→ **To do**
Every record shown here needs to be repeated exactly.
= = =
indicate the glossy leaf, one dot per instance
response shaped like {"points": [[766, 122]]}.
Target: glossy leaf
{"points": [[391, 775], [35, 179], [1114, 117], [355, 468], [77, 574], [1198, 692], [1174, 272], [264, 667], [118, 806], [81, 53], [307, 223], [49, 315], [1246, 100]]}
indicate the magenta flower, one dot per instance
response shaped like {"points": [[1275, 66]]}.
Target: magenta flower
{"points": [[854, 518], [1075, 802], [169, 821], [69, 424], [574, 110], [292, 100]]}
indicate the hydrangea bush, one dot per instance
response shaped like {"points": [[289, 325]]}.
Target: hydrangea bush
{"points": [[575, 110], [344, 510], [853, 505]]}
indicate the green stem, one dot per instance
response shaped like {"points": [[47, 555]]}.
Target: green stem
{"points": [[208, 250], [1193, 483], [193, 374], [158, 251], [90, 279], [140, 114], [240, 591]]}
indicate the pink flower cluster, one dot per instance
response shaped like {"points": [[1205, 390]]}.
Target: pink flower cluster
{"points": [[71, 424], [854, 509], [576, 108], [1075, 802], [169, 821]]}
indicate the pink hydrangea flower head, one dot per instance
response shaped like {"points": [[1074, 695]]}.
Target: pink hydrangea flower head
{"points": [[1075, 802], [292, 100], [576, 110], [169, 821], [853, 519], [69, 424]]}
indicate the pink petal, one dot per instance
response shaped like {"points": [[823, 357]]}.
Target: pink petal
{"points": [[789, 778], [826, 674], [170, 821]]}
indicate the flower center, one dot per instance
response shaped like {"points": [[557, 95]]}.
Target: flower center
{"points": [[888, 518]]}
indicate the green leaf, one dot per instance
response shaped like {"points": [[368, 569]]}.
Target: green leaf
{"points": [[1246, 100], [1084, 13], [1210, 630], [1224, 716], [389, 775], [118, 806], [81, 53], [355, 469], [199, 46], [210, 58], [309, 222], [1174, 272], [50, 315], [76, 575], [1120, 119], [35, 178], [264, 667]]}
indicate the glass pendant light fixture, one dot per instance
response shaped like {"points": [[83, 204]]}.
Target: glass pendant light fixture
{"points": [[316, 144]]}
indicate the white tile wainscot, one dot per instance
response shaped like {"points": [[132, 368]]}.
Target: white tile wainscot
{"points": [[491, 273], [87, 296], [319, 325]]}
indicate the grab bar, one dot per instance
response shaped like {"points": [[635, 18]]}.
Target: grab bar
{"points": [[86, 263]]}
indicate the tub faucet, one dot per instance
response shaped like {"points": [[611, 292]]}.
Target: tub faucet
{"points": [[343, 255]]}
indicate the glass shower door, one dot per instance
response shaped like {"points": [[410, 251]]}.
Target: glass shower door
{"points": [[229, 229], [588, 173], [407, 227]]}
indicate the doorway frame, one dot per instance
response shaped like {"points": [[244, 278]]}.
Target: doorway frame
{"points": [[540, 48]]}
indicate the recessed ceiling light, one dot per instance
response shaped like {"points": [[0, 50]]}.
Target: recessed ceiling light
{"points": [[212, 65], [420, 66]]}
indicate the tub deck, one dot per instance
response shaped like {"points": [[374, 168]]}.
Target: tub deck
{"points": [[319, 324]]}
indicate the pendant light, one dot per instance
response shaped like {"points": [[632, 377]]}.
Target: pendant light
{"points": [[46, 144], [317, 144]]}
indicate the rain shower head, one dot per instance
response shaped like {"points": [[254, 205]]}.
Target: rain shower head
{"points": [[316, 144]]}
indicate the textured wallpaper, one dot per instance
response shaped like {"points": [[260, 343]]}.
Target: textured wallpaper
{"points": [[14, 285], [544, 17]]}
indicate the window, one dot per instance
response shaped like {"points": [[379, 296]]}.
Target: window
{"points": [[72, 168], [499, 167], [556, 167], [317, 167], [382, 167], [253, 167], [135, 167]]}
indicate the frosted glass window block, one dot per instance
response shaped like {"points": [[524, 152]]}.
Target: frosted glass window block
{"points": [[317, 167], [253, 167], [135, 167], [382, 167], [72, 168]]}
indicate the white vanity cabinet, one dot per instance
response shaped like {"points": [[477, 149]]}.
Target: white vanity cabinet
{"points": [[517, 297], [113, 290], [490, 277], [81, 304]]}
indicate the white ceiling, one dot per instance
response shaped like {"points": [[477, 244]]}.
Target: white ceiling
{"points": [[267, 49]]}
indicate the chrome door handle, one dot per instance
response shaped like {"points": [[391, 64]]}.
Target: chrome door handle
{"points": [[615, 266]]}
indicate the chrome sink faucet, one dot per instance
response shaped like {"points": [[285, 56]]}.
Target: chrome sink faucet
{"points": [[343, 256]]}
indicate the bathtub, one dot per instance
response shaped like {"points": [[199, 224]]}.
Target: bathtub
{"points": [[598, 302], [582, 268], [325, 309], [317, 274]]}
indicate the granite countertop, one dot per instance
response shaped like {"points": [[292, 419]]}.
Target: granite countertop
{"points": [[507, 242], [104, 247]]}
= = =
→ **Result of this exercise**
indicate the glossy leaf, one dot per instance
response shaped like {"points": [[766, 122]]}.
Target: glossy leaf
{"points": [[391, 775], [35, 179], [1114, 117], [355, 468], [77, 574], [1198, 692], [1174, 272], [264, 667], [118, 806], [81, 53], [307, 223], [49, 315], [1246, 100]]}
indicate the magenta flower, one dot per instance
response shaped like {"points": [[1275, 66]]}.
Target: magenta flower
{"points": [[854, 518], [1075, 802], [169, 821], [69, 424], [574, 110], [292, 100]]}
indicate the hydrangea bush, one dot per instance
response shaped like {"points": [[289, 325]]}.
Target: hydrangea bush
{"points": [[575, 110], [344, 510], [853, 505]]}
indicate the green stem, one dot per instance
response shaped like {"points": [[47, 555]]}.
Target: green stem
{"points": [[208, 250], [1193, 483], [193, 374], [158, 251], [90, 279], [140, 114], [240, 591]]}
indicate the pink flower cluster, one dot per instance
response shaped like {"points": [[1205, 390]]}.
Target: pink flower cluster
{"points": [[71, 424], [854, 509], [576, 108], [1075, 802], [169, 821]]}
indicate the pink hydrangea flower head, one dot per instance
response shaped like {"points": [[1074, 695]]}.
Target: pink hydrangea flower head
{"points": [[1075, 802], [292, 100], [576, 110], [169, 821], [853, 519], [69, 424]]}
indicate the pink petal, one dot per instance
response shaped like {"points": [[823, 357]]}.
Target: pink petal
{"points": [[789, 778], [826, 674], [170, 821]]}
indicate the flower center, one dot per instance
response shaped like {"points": [[557, 95]]}.
Target: flower center
{"points": [[888, 518]]}
indicate the green leaf, one dot per instance
response shaped like {"points": [[368, 569]]}.
Target: green leaf
{"points": [[1246, 100], [1084, 13], [1210, 630], [1224, 716], [389, 775], [118, 806], [81, 53], [355, 469], [199, 46], [210, 58], [309, 222], [1174, 272], [50, 315], [76, 575], [1120, 119], [35, 178], [264, 667]]}
indicate the glass pendant light fixture, one dot per instance
response shaped like {"points": [[83, 204]]}.
Target: glass pendant light fixture
{"points": [[316, 144]]}
indicate the white tile wainscot, one dot per instance
response shaped like {"points": [[132, 368]]}.
Target: white tile wainscot
{"points": [[491, 273], [87, 296], [319, 325]]}
indicate the grab bar, one dot per instance
response shaped like {"points": [[635, 18]]}.
Target: grab bar
{"points": [[86, 263]]}
indicate the tub faucet, one dot per instance
response shaped like {"points": [[611, 292]]}.
Target: tub faucet
{"points": [[343, 255]]}
indicate the glass shower door, one dot per instance
response shaped like {"points": [[410, 251]]}.
Target: glass shower door
{"points": [[229, 229], [588, 173], [407, 227]]}
indicate the doorway frame, one dot per instance
response shaped like {"points": [[244, 278]]}.
Target: doorway frame
{"points": [[540, 48]]}
indicate the recessed ceiling light, one dot per instance
response shaped like {"points": [[0, 50]]}.
Target: recessed ceiling light
{"points": [[212, 65], [420, 66]]}
indicate the tub deck, one dot per instance
response shaped like {"points": [[374, 168]]}.
Target: tub deck
{"points": [[319, 324]]}
indicate the pendant light, one dot per instance
response shaped like {"points": [[632, 377]]}.
Target: pendant light
{"points": [[46, 144], [317, 144]]}
indicate the rain shower head, one dot per instance
response shaped like {"points": [[254, 205]]}.
Target: rain shower head
{"points": [[316, 144]]}
indicate the textured wallpaper, one dot per instance
response shaped like {"points": [[260, 343]]}.
Target: textured wallpaper
{"points": [[14, 285], [544, 17]]}
indicate the window, one dot per instance
response shaped like {"points": [[379, 296]]}.
Target: window
{"points": [[72, 168], [499, 167], [556, 167], [317, 167], [382, 167], [253, 167], [135, 167]]}
indicate the frosted glass window block, one dot per instance
response shaped like {"points": [[524, 152]]}.
Target: frosted glass window block
{"points": [[317, 167], [253, 167], [135, 167], [382, 167], [72, 168]]}
indicate the white vanity cabinet, one dot per instance
response shaped like {"points": [[477, 149]]}.
Target: white vanity cabinet
{"points": [[517, 297], [113, 290], [490, 277], [81, 304]]}
indicate the white ceiling, one dot per instance
response shaped like {"points": [[477, 244]]}.
Target: white ceiling
{"points": [[267, 49]]}
indicate the chrome door handle, one dot per instance
response shaped like {"points": [[391, 64]]}.
Target: chrome door handle
{"points": [[615, 266]]}
indicate the chrome sink faucet, one dot per instance
response shaped like {"points": [[285, 56]]}.
Target: chrome sink faucet
{"points": [[343, 256]]}
indicate the bathtub, one dot per instance
response shaped like {"points": [[199, 224]]}.
Target: bathtub
{"points": [[598, 302], [582, 268], [325, 309], [317, 274]]}
indicate the granite countertop, one dot per instance
response shaped like {"points": [[292, 419]]}.
Target: granite countertop
{"points": [[507, 242], [104, 247]]}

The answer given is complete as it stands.